Every record below should be repeated exactly, with the pictures left out.

BEGIN INPUT MATERIAL

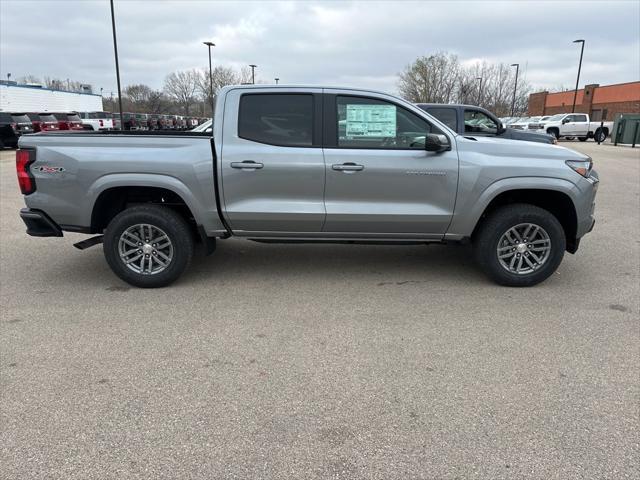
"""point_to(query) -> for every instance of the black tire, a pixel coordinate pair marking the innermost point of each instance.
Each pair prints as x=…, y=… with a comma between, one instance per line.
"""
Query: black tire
x=555, y=132
x=492, y=229
x=163, y=218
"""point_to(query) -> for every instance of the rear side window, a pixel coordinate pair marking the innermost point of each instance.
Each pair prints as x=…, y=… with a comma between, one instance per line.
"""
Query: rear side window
x=277, y=119
x=21, y=118
x=448, y=116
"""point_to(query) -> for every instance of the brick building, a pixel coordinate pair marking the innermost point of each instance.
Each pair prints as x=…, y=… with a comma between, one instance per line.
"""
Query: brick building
x=601, y=103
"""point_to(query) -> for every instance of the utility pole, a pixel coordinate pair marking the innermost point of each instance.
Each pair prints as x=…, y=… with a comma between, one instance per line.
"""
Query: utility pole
x=210, y=44
x=575, y=93
x=515, y=88
x=115, y=50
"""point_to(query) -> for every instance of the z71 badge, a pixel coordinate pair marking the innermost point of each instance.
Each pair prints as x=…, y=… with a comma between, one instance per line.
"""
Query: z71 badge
x=47, y=169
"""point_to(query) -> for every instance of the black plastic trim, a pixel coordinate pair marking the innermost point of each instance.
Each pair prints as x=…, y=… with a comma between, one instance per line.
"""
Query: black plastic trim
x=39, y=224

END INPUT MATERIAL

§ **ANSWER SPACE**:
"""point_to(query) -> for every instance of the black tire, a pixel coordinate pair marking the innermost point of each instance.
Each pair prints as x=…, y=… with a comma between, one instance per line.
"""
Query: black tire
x=555, y=132
x=492, y=229
x=163, y=218
"""point_to(query) -> for every instance of the rear side window, a pixel coordinate pair marking the innermost point of each instance.
Each pair prints as x=…, y=… with a comma between, one instance per line.
"""
Query: rear side window
x=277, y=119
x=21, y=118
x=448, y=116
"""point_to(query) -> for every instance of the brick building, a pixel coordinate pair marking the innermost point of each instance.
Each pair prints as x=…, y=… with a comma between, one instance per line.
"""
Query: brick building
x=601, y=103
"""point_to(query) -> for every instance of the utility pole, a pixel coordinate pair marking the innermost point of each instance.
Each pair prints as x=…, y=… with a comma between, one instance per line.
"""
Query: utility pole
x=210, y=44
x=575, y=93
x=515, y=88
x=115, y=50
"""point_to(query) -> for every instance of the z71 badge, a pixel coordinate pair marking the innermost point of each instance.
Each pair prints as x=…, y=… with a comma between, one instance per line.
"""
Query: z71 badge
x=47, y=169
"""point_to(query) -> for every instance of the black plastic trim, a pixel coordinate pair marking the innermost point of each instance.
Each pair prints as x=…, y=… with a comma between, one instance per line.
"""
Query: black plastic trim
x=39, y=224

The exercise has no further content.